● Required actions
1. In the hbase hbck thread, repeat everything from "today I run" down to "is not there.", swapping "dev cluster" for "test cluster".
2. Put this sentence from the hbase hbck thread into Spanish: "The hbck is client-only application so you could make changes and try stuff without having to change your cluster software."

● Passage given
___

You are viewing a plain text version of this content. The canonical link for it is here.
Posted to user@hbase.apache.org by Jinsong Hu <ji...@hotmail.com> on 2011/05/23 19:29:35 UTC

hbase hbck error

Hi,

today I run "hbase hbck " to check our production cluster and dev cluster, 
the production cluster comes out clean, but
in our dev cluster, I have seem more than 2K errors like this:

ERROR: Region 
HEARTBEAT_MASTERPATCH,time\x09daily\x092010-08-15\x09uobkayhian_pr
oduction\x09patch-0000694,1287356584131.02f9ec575b19864ae44e714d9245138f. 
found
in META, but not in HDFS, and deployed on m0002040.ppops.net:60020

I checked hbase GUI, and indeed , it is correct, the region is loaded by the 
region server, but the hdfs directory
is not there.

I am running cdh3u0, and I wonder how this can happen. Once it has happened, 
what can I do to recover to bring the table back to healthy state.

Jimmy. 


Re: hbase hbck error

Posted by Stack <st...@duboce.net>.
On Wed, May 25, 2011 at 10:49 AM, Jinsong Hu <ji...@hotmail.com> wrote
> if we add the root region back in, then  essentially the hbck is complaining
> every region is bad,
> which is not true.
>

I did notice and recently fix an issue where HBCK will print an ERROR
for all regions that follow a bad one so rather than just one bad
ERROR message, instead you get an ERROR the bad one and for all the
good (and bad) that follow.


> When you say I print more info, does that mean I need to modify the hbck
> code ? I might do it later
> when I can find some time.
>

Yes.  That is what I was suggesting.  The hbck is client-only
application so you could make changes and try stuff without having to
change your cluster software.


Thanks for digging in.
St.Ack

Re: hbase hbck error

Posted by Jinsong Hu <ji...@hotmail.com>.
Hi, Stack:
  You have a point. I checked the non-hbase machine's hbck's result, and it 
shows :
Summary:
2418 inconsistencies detected.

___

● Items
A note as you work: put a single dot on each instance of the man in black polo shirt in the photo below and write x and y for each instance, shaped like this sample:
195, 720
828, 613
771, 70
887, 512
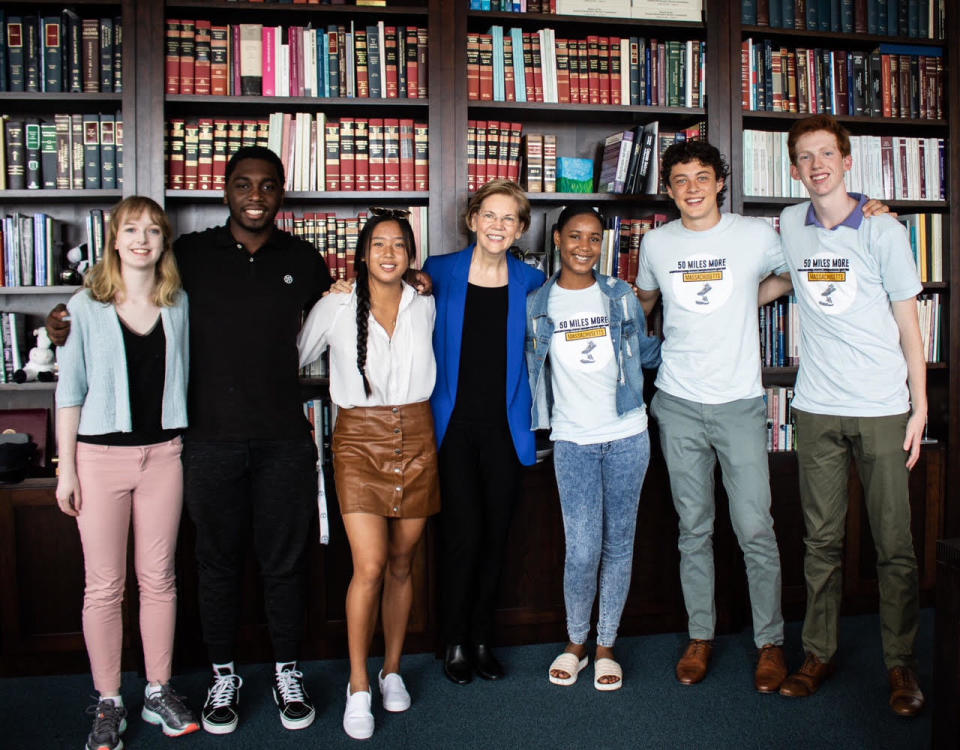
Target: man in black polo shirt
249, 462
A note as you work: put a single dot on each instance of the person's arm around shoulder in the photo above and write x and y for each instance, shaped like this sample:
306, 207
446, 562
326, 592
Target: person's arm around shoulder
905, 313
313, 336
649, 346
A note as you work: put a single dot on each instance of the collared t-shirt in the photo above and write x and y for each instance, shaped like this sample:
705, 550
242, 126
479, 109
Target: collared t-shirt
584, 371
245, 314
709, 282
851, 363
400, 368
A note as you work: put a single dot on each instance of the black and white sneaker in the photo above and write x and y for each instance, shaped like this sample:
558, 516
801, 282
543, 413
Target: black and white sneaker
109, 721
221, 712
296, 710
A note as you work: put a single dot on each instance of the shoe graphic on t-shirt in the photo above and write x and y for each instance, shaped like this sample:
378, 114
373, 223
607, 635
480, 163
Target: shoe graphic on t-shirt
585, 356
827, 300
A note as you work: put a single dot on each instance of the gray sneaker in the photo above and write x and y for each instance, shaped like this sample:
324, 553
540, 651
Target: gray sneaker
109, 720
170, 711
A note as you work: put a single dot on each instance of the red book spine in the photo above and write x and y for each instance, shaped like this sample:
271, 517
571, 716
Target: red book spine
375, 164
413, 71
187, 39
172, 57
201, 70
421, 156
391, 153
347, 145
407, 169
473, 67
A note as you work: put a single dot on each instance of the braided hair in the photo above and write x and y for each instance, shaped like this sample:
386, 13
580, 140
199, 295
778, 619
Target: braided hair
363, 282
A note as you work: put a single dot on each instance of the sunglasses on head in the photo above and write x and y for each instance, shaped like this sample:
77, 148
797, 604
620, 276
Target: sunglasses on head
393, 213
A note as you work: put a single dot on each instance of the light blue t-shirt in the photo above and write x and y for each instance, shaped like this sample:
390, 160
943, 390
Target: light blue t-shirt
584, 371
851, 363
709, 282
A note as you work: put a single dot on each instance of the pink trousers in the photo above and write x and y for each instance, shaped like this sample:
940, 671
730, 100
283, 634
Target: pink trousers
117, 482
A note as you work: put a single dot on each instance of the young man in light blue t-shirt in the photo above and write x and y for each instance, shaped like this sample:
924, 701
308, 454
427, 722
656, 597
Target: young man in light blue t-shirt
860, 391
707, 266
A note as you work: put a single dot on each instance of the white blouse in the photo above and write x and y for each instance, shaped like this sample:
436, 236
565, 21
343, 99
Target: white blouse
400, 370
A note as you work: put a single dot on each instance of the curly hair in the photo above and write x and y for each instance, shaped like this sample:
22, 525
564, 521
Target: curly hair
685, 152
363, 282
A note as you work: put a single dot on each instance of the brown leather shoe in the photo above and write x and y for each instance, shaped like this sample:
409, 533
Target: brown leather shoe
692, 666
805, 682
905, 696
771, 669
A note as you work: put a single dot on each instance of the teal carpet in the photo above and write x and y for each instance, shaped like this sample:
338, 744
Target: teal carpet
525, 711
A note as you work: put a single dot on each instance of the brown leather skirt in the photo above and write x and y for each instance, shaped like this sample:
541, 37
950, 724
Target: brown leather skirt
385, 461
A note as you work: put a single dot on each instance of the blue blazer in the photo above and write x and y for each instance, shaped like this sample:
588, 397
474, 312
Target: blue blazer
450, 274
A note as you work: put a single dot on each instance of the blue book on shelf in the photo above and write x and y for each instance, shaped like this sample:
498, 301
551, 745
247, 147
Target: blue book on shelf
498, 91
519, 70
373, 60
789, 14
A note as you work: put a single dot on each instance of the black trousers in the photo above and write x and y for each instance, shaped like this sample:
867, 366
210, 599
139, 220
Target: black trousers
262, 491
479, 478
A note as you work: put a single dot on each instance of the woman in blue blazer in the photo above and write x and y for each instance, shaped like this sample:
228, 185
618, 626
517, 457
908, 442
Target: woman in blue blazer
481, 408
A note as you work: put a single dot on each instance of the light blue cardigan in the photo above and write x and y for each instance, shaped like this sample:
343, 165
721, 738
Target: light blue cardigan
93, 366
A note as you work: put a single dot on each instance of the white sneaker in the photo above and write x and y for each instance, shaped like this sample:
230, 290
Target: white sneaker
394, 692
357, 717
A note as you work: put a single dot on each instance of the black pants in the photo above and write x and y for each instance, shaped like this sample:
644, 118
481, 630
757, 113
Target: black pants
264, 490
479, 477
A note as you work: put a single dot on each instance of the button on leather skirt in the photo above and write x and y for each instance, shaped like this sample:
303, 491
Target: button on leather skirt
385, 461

___

● Results of the exercise
1.
today I run "hbase hbck " to check our production cluster and test cluster, 
the production cluster comes out clean, but
in our test cluster, I have seem more than 2K errors like this:

ERROR: Region 
HEARTBEAT_MASTERPATCH,time\x09daily\x092010-08-15\x09uobkayhian_pr
oduction\x09patch-0000694,1287356584131.02f9ec575b19864ae44e714d9245138f. 
found
in META, but not in HDFS, and deployed on m0002040.ppops.net:60020

I checked hbase GUI, and indeed , it is correct, the region is loaded by the 
region server, but the hdfs directory
is not there.

2. El hbck es una aplicación solo de cliente, así que podrías hacer cambios y probar cosas sin tener que cambiar el software de tu clúster.